START GIVEN RECORDS

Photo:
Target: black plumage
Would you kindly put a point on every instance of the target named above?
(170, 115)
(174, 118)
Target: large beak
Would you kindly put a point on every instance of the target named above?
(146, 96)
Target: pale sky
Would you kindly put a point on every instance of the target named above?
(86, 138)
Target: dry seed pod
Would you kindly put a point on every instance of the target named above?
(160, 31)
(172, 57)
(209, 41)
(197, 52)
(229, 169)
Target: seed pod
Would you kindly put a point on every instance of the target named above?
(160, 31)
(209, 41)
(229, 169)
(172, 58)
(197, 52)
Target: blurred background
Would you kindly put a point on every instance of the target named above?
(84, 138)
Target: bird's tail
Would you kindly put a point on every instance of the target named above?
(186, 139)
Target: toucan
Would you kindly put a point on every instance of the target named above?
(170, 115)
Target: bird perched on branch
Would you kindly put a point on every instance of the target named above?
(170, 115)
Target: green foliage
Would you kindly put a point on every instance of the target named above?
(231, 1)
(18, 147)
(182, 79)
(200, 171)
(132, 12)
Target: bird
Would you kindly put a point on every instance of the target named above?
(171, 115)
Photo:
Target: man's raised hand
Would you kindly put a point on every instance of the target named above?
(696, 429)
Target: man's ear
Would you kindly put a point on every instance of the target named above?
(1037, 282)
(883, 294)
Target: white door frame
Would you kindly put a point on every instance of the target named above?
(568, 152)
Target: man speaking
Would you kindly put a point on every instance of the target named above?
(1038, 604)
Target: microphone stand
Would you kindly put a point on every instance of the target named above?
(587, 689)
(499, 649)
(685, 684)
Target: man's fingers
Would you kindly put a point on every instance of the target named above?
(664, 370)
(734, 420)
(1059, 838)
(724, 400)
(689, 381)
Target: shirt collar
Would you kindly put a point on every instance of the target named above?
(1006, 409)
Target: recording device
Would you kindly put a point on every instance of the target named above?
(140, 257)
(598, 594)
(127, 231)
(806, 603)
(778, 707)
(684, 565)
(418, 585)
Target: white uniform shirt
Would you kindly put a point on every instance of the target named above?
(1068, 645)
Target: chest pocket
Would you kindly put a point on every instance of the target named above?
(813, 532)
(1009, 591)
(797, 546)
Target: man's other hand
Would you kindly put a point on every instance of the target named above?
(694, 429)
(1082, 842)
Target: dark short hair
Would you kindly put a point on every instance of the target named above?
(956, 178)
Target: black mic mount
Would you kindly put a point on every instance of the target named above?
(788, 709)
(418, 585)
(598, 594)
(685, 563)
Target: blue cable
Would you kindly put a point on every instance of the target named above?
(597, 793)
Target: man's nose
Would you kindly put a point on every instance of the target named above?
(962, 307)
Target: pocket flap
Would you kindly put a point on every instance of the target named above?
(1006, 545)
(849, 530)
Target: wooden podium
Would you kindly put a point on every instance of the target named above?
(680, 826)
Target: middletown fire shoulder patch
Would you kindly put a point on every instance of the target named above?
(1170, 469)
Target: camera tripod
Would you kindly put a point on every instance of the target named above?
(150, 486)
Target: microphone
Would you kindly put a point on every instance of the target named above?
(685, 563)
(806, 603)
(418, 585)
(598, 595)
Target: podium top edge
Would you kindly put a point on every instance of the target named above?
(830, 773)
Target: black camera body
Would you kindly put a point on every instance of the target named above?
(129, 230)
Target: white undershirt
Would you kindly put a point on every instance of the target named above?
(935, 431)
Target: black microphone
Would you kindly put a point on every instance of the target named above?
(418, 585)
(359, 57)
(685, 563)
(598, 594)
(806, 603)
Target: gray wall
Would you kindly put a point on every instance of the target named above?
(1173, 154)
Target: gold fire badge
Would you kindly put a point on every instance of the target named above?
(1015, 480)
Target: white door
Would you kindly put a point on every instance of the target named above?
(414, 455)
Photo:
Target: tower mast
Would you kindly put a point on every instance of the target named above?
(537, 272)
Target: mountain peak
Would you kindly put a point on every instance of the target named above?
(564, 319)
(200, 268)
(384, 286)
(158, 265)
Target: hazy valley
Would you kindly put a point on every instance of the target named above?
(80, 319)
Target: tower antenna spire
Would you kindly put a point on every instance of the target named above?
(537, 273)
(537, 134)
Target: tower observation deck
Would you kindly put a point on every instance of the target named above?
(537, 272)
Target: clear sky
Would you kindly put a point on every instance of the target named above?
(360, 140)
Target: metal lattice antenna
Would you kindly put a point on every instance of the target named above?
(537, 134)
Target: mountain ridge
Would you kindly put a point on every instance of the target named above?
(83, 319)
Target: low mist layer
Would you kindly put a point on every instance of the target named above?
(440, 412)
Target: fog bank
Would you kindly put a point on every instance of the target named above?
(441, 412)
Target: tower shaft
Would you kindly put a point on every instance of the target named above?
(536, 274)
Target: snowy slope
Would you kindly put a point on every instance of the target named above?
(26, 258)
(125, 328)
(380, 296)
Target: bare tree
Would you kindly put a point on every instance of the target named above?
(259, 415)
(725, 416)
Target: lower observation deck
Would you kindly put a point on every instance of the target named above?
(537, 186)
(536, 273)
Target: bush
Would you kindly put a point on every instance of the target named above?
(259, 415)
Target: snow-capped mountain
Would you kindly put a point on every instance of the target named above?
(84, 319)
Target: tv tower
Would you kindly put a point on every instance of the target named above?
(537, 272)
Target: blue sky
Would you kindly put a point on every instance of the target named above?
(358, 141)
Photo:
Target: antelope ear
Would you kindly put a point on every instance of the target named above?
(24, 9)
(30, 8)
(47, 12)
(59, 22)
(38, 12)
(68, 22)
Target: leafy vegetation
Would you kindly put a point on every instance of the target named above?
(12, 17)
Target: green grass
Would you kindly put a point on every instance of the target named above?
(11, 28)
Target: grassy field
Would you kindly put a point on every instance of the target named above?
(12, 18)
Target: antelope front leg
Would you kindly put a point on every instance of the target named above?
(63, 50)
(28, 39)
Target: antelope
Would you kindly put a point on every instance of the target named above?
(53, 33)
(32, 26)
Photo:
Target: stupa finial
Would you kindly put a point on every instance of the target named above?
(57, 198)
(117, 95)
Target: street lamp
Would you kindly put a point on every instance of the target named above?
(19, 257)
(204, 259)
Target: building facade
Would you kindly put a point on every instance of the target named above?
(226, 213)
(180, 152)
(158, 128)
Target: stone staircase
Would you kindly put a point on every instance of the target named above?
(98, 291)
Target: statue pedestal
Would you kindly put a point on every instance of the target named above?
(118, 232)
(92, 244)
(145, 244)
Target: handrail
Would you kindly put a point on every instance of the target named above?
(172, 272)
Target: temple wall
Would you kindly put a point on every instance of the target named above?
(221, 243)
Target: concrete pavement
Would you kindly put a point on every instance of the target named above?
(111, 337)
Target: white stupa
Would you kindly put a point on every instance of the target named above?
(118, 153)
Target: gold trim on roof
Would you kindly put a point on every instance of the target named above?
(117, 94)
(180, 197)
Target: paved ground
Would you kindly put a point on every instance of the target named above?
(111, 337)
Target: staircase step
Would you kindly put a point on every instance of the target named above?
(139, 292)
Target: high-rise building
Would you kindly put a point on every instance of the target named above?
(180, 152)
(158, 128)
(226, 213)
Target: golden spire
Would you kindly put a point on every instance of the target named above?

END GIVEN RECORDS

* PROBLEM TO WORK ON: Reproduce the data in its entirety, matching each character.

* EXERCISE RESULT:
Photo:
Target: black plumage
Would you kindly put a point on every instance of the target named above?
(170, 115)
(174, 118)
Target: large beak
Would you kindly put a point on every instance of the target named above?
(146, 96)
Target: pale sky
Would you kindly put a point on every instance of the target named above?
(86, 138)
Target: dry seed pod
Would you kindly put a point on every instance of the target named above?
(160, 31)
(172, 57)
(209, 41)
(197, 52)
(229, 169)
Target: seed pod
Would you kindly put a point on every instance of the target named above?
(160, 31)
(209, 41)
(229, 169)
(172, 58)
(197, 52)
Target: blurred background
Would you kindly put a point on every instance of the target named above?
(84, 138)
Target: bird's tail
Would you kindly put a point on every instance of the target named above?
(186, 139)
Target: toucan
Would you kindly put a point on every instance of the target named above?
(170, 115)
Target: bird perched on branch
Would you kindly put a point on every instance of the target named above?
(170, 115)
Target: green foliage
Would you kindly put a point on every instance of the target named above?
(231, 1)
(18, 147)
(182, 79)
(200, 171)
(132, 12)
Target: bird
Would you kindly put a point on every instance of the target named above?
(171, 115)
Photo:
Target: man's raised hand
Would you kindly put a point on every instance of the target named above?
(696, 429)
Target: man's ear
Would you kindly put a point on every instance of the target named above?
(1037, 282)
(883, 294)
Target: white door frame
Would you kindly put a point on every instance of the target named above?
(568, 152)
Target: man speaking
Would you kindly put a point on every instance of the target named above?
(1038, 604)
Target: microphone stand
Would you kindly put a point on every instance of the target named above?
(587, 689)
(499, 649)
(685, 684)
Target: man's fingers
Would you kindly put a point on every instance of the target named above?
(664, 370)
(734, 420)
(1059, 838)
(724, 400)
(689, 381)
Target: shirt collar
Would you kindly put a point on every instance of the target named above?
(1006, 409)
Target: recording device
Would you kindly put a point on every instance of the target named above?
(140, 257)
(598, 594)
(127, 231)
(806, 603)
(778, 707)
(684, 565)
(418, 585)
Target: white uniform shirt
Would you kindly put a point on every instance of the target named above?
(1068, 645)
Target: chest pocket
Would you kindly put a point on every instance of the target named above?
(813, 532)
(1009, 591)
(797, 546)
Target: man's other hand
Would you kindly put a point on every instance of the target named above?
(694, 429)
(1082, 842)
Target: dark short hair
Would you kindly put a point on every instance of the target named above?
(956, 178)
Target: black mic mount
Would you kindly put a point on every instance of the target named above?
(788, 709)
(418, 585)
(598, 594)
(685, 563)
Target: blue cable
Would you kindly put a point on every instance of the target named above?
(597, 793)
Target: man's nose
Would you kindly put a point on every instance of the target named above?
(962, 307)
Target: pocket flap
Would you kindly put a point on every instance of the target named above?
(1006, 545)
(849, 530)
Target: wooden podium
Would you kindly put a point on every instance of the target named above?
(680, 826)
Target: middletown fire shoulder patch
Would you kindly put a point on every instance of the target named above?
(1170, 469)
Target: camera tripod
Would you kindly put a point on every instance of the target named above?
(150, 486)
Target: microphone
Would you kindly put a point on every instance of the target named above?
(685, 563)
(806, 603)
(418, 585)
(598, 595)
Target: podium top edge
Would you kindly put a point on every instance of the target named above?
(830, 773)
Target: black camera body
Would you kindly put a point on every instance of the target named above?
(129, 230)
Target: white undershirt
Would you kindly put a point on every instance of the target named above?
(935, 431)
Target: black microphone
Would you kindly put a point on every instance of the target named above?
(418, 585)
(359, 57)
(685, 563)
(598, 594)
(806, 603)
Target: gray wall
Would you kindly put a point on every instance of the target named above?
(1173, 154)
Target: gold fire badge
Would you kindly put a point on every instance of the target named above?
(1015, 480)
Target: white door
Would you kindly put a point on every instance of the target named above?
(414, 455)
Photo:
Target: tower mast
Would you kindly put a point on every instance of the target named above?
(537, 272)
Target: mountain peak
Would you kindly put a point on every instance of the target named above?
(564, 319)
(200, 268)
(384, 286)
(158, 265)
Target: hazy valley
Would you kindly put a point on every instance of the target named above?
(80, 319)
Target: tower antenna spire
Would you kindly put a point on every instance of the target named above?
(537, 273)
(537, 134)
Target: tower observation deck
Would you kindly put a point on every instance of the target named above?
(537, 272)
Target: clear sky
Would you kindly put a point on every instance of the target named above?
(360, 140)
Target: metal lattice antenna
Would you kindly put a point on every instance of the target named above?
(537, 134)
Target: mountain ridge
Would you kindly put a point on every instance of the target named above?
(83, 319)
Target: low mist layer
Would you kindly put a point on every instance of the target named above?
(440, 412)
Target: fog bank
Would you kindly put a point on every instance of the target named above?
(441, 412)
Target: tower shaft
Would you kindly put a point on every instance of the target named above?
(536, 274)
Target: snowy slope
Would you kindly put a point on every instance of the target named above?
(26, 258)
(125, 328)
(380, 296)
Target: bare tree
Would you kindly put a point on every instance of the target named above?
(259, 415)
(725, 416)
Target: lower observation deck
Would you kindly put a point on every instance of the target named above?
(537, 186)
(536, 273)
Target: bush
Would you kindly put a point on every instance of the target named above?
(259, 415)
Target: snow-capped mountain
Would you kindly put a point on every instance of the target named above?
(84, 319)
Target: tv tower
Would you kindly put a point on every instance of the target named above?
(537, 272)
Target: blue sky
Would you kindly put a point on every instance of the target named above?
(358, 141)
Photo:
Target: antelope ear
Would you kindly put a point on every instance of the target named above?
(24, 9)
(30, 8)
(47, 12)
(59, 22)
(38, 12)
(68, 22)
Target: leafy vegetation
Would you kindly put a point on every instance of the target named above?
(12, 17)
Target: green grass
Would you kindly put a point on every instance of the target named above?
(11, 28)
Target: grassy field
Would you kindly put a point on every instance of the target named above?
(12, 18)
Target: antelope front leg
Would you kindly put a point on every instance of the target named above?
(63, 50)
(28, 39)
Target: antelope
Would you kindly put a point on every instance of the target named above?
(53, 33)
(32, 26)
Photo:
Target: stupa finial
Would you kindly put a point on every instance of the target named above?
(57, 198)
(117, 95)
Target: street lamp
Would you kindly put a point on every instance of the target named above?
(19, 257)
(204, 259)
Target: building facade
Would you kindly put a point on every instance of the target named above?
(226, 213)
(180, 152)
(158, 128)
Target: stone staircase
Would you kindly put a point on every instance of the target named above?
(98, 291)
Target: statue pedestal
Would you kindly put a point on every instance of the target named above?
(118, 232)
(92, 244)
(145, 244)
Target: handrail
Would you kindly put a point on every instance of the target named above?
(172, 272)
Target: temple wall
Would you kindly put a point on every instance of the target named above?
(221, 243)
Target: concrete pavement
Would you kindly put a point on every instance of the target named above?
(111, 337)
Target: white stupa
Would you kindly put a point on every instance of the target named above?
(118, 153)
Target: gold trim on roof
Would you kindly put a point on every instance of the target named above?
(117, 94)
(180, 197)
Target: paved ground
Would you kindly put a point on every instance of the target named above?
(111, 337)
Target: staircase step
Would you kindly put a point on every instance of the target named above?
(139, 292)
Target: high-rise building
Would you kindly put a point on every instance of the target named above?
(180, 152)
(158, 128)
(226, 213)
Target: golden spire
Would you kindly put a point on every instance of the target named above?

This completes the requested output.